Extracted text below:

# Making green soap



## cris01us (Oct 22, 2016)

So I am totally lost on how to go about making soap that is green.  I wanted to go the natural route and not use dyes or micas so I was thinking of using either alfalfa, kale, chlorophyll, or kelp powder.  But how in the world do I go about this, how do I know how much to use and when?  

For instance (Alfalfa): use it in powder form and add at trace? How much for 3lb batch?

Kale:  Use the juice or the ground up bits (from after juicing)?  If I use kale juice wouldn't that affect my water:lye ratio?  How the heck do I calculate that?  If I use the ground up bits and add them at trace will that work?

Chlorophyll: in liquid form I have no idea? Will it affect water:lye ratio? In powder form just add it at trace?

I think with kelp powder I have read to just sprinkle that in at trace but how in the world do I figure out how much to use?

HELP!!!!  I really want to make a green soap and I think figuring this out will open up the door to other natural colors (carrot juice, turmeric, etc.)


----------



## doriettefarm (Oct 22, 2016)

I haven't used any of the items you mentioned but I have used very finely ground dried parsley.  It worked but did fade over time.  Check out WSP or BB for usage rates on the alfalfa & spirulina powders.  
http://www.wholesalesuppliesplus.com/products/spirulina-powder.aspx


----------



## lenarenee (Oct 22, 2016)

I've used kelp from kelp capsules and it was a decent green. In about a month+ it started turning army green, then faded. At 3 months it was downright sickly and ugly.


----------



## cmzaha (Oct 22, 2016)

Spirulina will also fade


----------



## The Efficacious Gentleman (Oct 22, 2016)

The amount of your soap that would be the "unnatural" colour would be tiny. You are more experienced than some joe on the street, so you know that there isn't really an all natural soap, and that the term natural is so useless that it is almost funny, so why not just use some green mica?


----------



## DeeAnna (Oct 22, 2016)

It's hard to get a pleasingly bright and lasting green (or blue) with natural colorants such as botanicals and clays. Browns, oranges, and yellows are much more do-able.

See examples:
http://candleandsoap.about.com/od/projectgalleries/ig/Lone-Star-Natural-Colors/
and
http://www.lovinsoap.com/2011/08/natural-soap-colorants-gallery-clays-added-at-trace/
and
http://www.lovinsoap.com/2011/07/natural-soap-colorants-gallery-spice-and-herbal-powders-at-trace/
and
http://www.lovinsoap.com/soapmaking-additive-chart/


----------



## lsg (Oct 22, 2016)

You can also get a muted green color with French green clay.


----------



## cris01us (Oct 22, 2016)

What are your thoughts on using the Kale juice in lieu of some of the water?  Will it negatively impact the reaction later on?


----------



## doriettefarm (Oct 22, 2016)

cris01us said:


> What are your thoughts on using the Kale juice in lieu of some of the water?  Will it negatively impact the reaction later on?



I don't think the kale juice would cause any issues in the finished soap.  But it still might fade or morph into something you weren't expecting.


----------



## penelopejane (Oct 23, 2016)

Spirulina also turns soap green but only lasts a few weeks then fades to a dirty cream colour.


----------



## BrewerGeorge (Oct 23, 2016)

Another vote for French green clay.  It makes a lovely, earthy green that doesn't fade.


----------



## earlene (Oct 23, 2016)

End of Extracted text.

Set of tasks —
1. Write out, word for word, the part of the green soap thread that begins at the words "## lenarenee (Oct" and stops after "cmzaha (Oct 22, 2016)".
2. Carry the green soap thread on from the point where it stops.
Nothing in the listing is needed here.

Information given below:

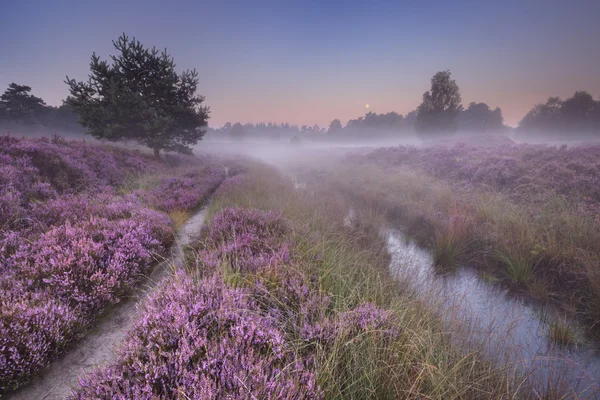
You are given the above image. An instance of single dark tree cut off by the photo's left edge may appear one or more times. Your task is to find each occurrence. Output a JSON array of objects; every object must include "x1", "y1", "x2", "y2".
[{"x1": 0, "y1": 83, "x2": 46, "y2": 124}]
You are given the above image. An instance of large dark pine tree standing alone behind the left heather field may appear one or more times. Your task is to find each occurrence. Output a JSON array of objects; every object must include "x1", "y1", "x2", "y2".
[{"x1": 65, "y1": 34, "x2": 209, "y2": 157}]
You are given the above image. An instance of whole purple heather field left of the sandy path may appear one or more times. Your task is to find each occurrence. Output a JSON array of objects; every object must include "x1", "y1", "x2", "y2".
[{"x1": 0, "y1": 136, "x2": 225, "y2": 391}]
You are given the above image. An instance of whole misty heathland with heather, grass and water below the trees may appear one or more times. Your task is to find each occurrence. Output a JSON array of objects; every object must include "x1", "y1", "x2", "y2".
[{"x1": 0, "y1": 137, "x2": 600, "y2": 399}]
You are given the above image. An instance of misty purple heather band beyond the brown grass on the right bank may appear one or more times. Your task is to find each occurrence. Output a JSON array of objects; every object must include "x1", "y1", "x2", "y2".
[{"x1": 364, "y1": 144, "x2": 600, "y2": 213}]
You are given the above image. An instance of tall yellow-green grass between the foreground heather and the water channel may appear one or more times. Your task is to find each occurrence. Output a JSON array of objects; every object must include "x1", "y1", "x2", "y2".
[{"x1": 202, "y1": 166, "x2": 548, "y2": 399}]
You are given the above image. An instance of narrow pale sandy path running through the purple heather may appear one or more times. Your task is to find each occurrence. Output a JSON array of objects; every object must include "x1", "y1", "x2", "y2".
[{"x1": 6, "y1": 208, "x2": 206, "y2": 400}]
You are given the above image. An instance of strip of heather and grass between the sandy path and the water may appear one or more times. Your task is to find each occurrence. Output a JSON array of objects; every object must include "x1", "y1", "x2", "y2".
[{"x1": 69, "y1": 164, "x2": 592, "y2": 399}]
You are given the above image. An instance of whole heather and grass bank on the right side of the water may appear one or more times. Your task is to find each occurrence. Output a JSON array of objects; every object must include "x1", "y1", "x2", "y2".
[{"x1": 292, "y1": 144, "x2": 600, "y2": 335}]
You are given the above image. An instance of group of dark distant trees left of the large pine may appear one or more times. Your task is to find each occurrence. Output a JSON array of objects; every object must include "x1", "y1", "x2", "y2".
[{"x1": 0, "y1": 83, "x2": 83, "y2": 133}]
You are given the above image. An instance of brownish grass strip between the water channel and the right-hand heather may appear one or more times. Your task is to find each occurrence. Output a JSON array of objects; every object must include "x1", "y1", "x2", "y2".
[{"x1": 302, "y1": 159, "x2": 600, "y2": 336}]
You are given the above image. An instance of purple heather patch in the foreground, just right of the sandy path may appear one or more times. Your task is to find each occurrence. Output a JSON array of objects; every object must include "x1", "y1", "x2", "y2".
[{"x1": 74, "y1": 208, "x2": 400, "y2": 399}]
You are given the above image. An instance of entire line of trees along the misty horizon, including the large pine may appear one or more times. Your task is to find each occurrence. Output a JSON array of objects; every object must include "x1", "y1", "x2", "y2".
[{"x1": 5, "y1": 54, "x2": 600, "y2": 146}]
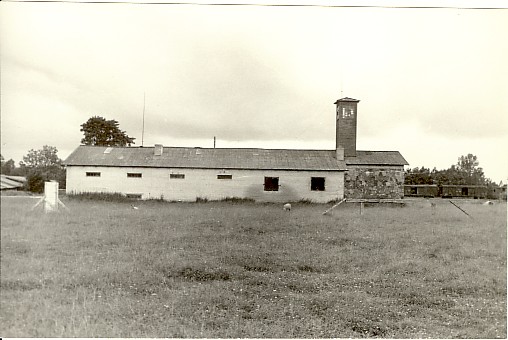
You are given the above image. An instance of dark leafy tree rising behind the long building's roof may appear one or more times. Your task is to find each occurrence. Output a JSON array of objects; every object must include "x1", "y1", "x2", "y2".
[{"x1": 79, "y1": 116, "x2": 136, "y2": 146}]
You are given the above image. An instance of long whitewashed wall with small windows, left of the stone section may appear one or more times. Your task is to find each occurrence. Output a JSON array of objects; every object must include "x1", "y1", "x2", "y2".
[{"x1": 66, "y1": 166, "x2": 344, "y2": 203}]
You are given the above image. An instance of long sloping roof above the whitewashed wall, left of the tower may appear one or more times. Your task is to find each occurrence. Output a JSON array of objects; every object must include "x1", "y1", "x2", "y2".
[{"x1": 64, "y1": 145, "x2": 346, "y2": 171}]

End of Information given.

Answers in order —
1.
## lenarenee (Oct 22, 2016)

I've used kelp from kelp capsules and it was a decent green. In about a month+ it started turning army green, then faded. At 3 months it was downright sickly and ugly.


----------



## cmzaha (Oct 22, 2016)

2.
cris01us said:


> So I am totally lost on how to go about making soap that is green.  I wanted to go the natural route and not use dyes or micas so I was thinking of using either alfalfa, kale, chlorophyll, or kelp powder.  But how in the world do I go about this, how do I know how much to use and when?
> 
> For instance (Alfalfa): use it in powder form and add at trace? How much for 3lb batch?
> 
> ...




My attempts to obtain green colors from natural colorants so far has not been very successful.

Soap with alfalfa powder was never green to start with. Spinach soap started out green, but faded to light beige within within a couple of months. Spirulina soap did not stay green. Parsley did not stay green. I tried grin clay, but either didn't use enough or it was to pale to see the difference.

Kale did not produce green soap, but I really liked using kale-infused oil in my soap. The soap itself is actually white.

I bought liquid chlorophyll to try it out, but not done so as yet.

Turmeric does color the soap and the color sticks pretty well. Beta carotene capsules (the vitamin supplement) produced deep lasting color, depending on how much you use. These are in the orange hue.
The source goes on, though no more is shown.